Brief. Please pick out and copy every line of the data below that contains the word "bowl". Treat uppercase and lowercase as different.

======== Data for processing

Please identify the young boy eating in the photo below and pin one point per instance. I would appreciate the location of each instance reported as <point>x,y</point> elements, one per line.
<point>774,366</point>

================
======== Data for processing

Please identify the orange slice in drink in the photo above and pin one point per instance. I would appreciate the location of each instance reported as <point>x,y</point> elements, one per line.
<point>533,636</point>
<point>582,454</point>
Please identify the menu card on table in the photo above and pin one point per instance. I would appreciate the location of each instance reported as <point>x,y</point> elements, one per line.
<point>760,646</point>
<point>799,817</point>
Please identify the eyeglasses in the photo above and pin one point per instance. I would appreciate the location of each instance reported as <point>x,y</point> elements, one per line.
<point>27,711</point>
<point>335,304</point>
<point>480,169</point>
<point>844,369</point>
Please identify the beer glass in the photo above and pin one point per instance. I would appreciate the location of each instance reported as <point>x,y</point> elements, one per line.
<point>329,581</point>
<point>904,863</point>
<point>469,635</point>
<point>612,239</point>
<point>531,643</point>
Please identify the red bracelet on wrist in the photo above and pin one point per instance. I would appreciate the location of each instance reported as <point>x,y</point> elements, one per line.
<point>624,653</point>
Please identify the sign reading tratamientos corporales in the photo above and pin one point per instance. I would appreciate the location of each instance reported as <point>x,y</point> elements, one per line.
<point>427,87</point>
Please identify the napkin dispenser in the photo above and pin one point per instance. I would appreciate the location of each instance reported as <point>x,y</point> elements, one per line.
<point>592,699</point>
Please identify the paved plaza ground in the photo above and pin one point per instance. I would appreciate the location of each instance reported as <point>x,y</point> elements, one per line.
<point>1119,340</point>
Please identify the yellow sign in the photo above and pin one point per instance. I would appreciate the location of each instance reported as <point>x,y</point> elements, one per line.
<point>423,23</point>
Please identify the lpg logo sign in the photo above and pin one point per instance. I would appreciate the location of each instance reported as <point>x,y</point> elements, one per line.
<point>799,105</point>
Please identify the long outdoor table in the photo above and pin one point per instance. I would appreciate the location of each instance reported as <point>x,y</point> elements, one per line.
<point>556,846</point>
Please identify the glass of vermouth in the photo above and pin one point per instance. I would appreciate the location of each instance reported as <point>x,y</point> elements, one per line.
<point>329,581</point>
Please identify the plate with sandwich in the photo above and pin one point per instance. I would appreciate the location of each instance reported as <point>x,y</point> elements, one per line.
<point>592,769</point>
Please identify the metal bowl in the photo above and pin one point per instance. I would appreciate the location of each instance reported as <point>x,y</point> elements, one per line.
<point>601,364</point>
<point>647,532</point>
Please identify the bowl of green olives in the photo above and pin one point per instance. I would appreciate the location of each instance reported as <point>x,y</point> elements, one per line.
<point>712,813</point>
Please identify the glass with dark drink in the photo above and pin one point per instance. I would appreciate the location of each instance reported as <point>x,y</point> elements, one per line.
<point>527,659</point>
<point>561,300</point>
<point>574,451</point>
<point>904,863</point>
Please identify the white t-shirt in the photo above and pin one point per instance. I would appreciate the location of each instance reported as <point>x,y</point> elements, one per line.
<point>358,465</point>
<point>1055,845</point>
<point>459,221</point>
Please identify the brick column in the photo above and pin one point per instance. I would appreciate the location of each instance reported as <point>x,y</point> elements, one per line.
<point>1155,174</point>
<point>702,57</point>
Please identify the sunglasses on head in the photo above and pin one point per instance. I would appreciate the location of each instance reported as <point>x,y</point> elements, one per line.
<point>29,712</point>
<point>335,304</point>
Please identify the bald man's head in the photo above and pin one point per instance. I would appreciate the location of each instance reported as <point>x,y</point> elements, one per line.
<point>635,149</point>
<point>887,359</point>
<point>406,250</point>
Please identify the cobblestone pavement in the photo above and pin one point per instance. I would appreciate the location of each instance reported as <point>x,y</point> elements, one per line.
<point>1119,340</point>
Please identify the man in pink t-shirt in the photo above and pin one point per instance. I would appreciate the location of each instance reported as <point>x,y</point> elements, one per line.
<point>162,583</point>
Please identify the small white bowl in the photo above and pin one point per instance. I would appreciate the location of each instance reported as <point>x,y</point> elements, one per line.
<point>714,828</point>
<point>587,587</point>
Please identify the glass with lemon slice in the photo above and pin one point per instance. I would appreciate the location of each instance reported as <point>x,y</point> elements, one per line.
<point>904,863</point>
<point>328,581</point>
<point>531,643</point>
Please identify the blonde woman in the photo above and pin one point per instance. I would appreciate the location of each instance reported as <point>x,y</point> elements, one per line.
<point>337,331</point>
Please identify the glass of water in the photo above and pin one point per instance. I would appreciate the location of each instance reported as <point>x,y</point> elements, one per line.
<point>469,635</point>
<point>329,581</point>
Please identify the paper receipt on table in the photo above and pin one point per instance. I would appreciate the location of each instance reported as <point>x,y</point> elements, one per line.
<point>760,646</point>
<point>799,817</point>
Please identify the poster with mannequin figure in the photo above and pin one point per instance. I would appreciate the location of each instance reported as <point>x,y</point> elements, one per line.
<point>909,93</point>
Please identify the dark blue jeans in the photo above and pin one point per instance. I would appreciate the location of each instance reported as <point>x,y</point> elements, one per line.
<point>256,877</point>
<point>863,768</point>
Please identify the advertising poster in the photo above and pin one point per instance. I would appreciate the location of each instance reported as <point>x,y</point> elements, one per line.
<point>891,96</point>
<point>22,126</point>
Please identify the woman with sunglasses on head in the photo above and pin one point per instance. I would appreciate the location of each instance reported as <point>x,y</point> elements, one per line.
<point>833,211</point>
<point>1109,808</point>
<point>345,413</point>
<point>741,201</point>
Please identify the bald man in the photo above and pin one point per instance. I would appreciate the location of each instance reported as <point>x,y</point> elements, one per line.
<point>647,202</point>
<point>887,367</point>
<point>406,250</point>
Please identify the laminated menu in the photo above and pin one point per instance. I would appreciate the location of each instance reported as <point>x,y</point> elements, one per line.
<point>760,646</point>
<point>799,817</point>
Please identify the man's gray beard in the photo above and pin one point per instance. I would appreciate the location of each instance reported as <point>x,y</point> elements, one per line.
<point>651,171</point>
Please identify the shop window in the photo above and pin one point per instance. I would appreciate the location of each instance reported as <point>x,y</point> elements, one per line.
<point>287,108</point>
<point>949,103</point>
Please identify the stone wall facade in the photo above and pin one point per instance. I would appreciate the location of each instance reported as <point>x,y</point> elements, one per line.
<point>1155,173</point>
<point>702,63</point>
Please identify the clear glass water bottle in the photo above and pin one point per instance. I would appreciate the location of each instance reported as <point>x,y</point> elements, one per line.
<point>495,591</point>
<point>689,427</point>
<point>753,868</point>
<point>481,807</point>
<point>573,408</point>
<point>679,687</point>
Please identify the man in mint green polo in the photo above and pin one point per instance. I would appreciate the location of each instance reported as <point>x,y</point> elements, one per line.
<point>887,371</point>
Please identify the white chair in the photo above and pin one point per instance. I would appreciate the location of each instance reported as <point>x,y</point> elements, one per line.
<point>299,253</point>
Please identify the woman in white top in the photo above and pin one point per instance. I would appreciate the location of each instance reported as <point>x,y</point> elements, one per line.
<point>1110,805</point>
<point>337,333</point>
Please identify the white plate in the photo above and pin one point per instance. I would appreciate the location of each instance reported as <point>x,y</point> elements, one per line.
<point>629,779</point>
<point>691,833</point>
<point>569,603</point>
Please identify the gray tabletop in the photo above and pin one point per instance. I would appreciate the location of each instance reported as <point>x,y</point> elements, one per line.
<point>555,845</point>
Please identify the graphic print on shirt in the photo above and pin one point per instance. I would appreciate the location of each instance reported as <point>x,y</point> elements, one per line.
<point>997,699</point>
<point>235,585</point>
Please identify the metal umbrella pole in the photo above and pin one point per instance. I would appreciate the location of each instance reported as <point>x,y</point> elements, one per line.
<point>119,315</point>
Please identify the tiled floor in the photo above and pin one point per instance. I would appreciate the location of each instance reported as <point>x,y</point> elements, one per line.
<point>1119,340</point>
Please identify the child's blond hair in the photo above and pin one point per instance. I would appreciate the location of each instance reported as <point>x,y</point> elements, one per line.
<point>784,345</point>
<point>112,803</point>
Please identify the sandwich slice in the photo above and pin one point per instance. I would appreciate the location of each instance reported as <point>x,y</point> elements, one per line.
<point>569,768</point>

================
======== Data for processing

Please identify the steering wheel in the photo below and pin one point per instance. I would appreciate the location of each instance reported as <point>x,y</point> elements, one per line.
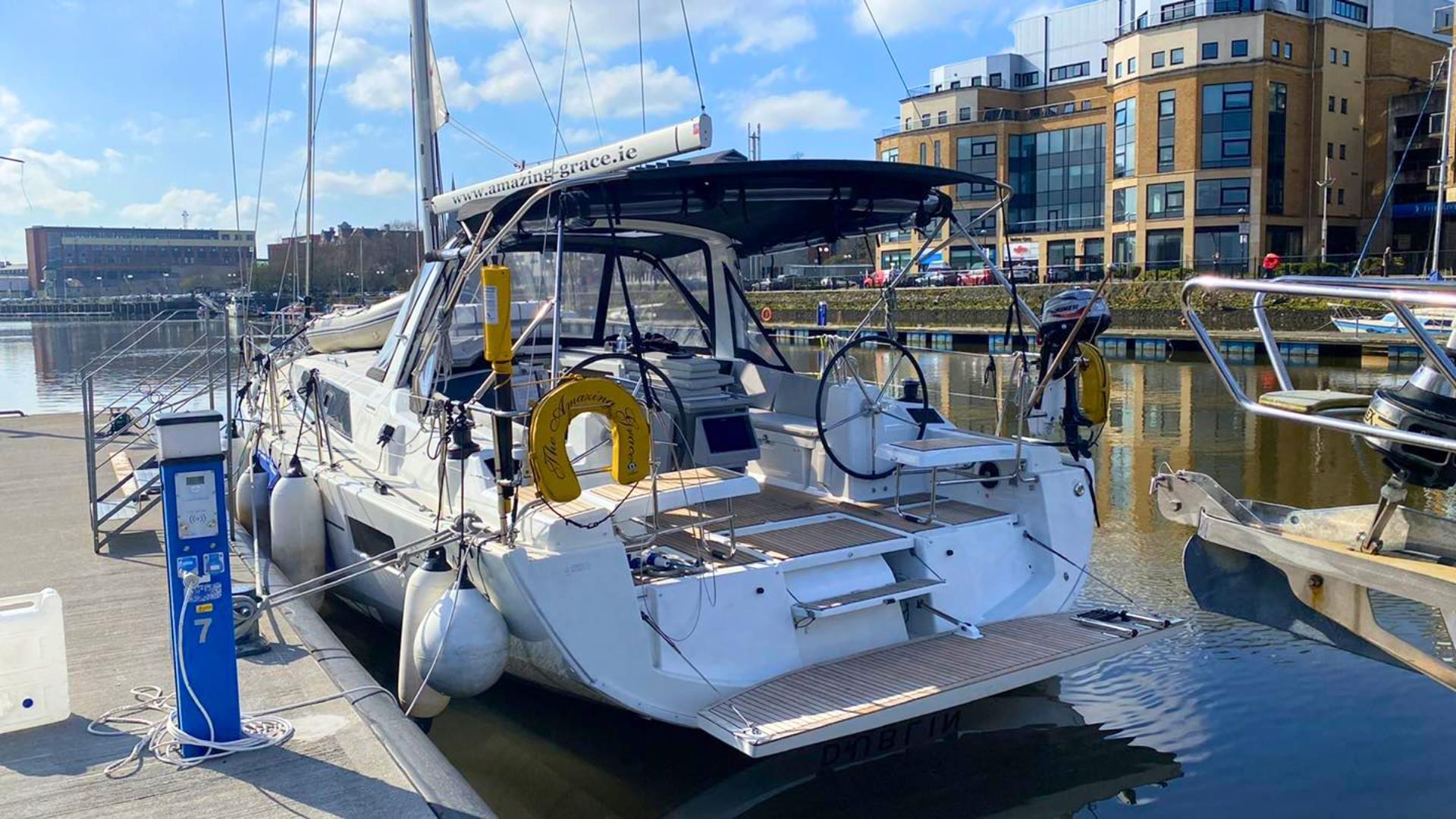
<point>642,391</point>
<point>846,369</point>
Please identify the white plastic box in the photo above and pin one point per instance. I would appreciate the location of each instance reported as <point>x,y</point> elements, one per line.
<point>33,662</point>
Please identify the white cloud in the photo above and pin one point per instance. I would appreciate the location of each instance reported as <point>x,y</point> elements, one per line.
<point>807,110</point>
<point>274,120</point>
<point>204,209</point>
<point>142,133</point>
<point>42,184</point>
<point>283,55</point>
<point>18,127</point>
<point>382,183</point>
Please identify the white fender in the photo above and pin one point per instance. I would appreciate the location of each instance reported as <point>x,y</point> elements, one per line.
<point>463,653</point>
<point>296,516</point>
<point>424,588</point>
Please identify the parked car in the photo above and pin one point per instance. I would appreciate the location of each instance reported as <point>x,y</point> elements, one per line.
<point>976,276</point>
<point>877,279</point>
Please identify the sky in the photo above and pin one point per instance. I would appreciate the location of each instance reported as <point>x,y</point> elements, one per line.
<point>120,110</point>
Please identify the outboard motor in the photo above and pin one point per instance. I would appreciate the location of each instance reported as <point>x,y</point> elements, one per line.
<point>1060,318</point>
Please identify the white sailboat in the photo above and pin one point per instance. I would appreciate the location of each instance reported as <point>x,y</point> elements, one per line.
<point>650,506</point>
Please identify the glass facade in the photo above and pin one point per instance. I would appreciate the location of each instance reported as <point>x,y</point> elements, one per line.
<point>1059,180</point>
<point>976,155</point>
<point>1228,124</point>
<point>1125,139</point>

================

The result.
Please identify the metal bowl in the photo above and pin one point per instance. I would appreciate the location of each instance reported as <point>x,y</point> elements, one per line.
Please identify the bowl of green olives in the photo above and pin one point per instance. I would appreciate the location of each instance reported as <point>x,y</point> elements, one per line.
Please identify the small white bowl in the photo above and pin one point per instance. I would appreciate the location of each instance reported as <point>x,y</point> elements, one per line.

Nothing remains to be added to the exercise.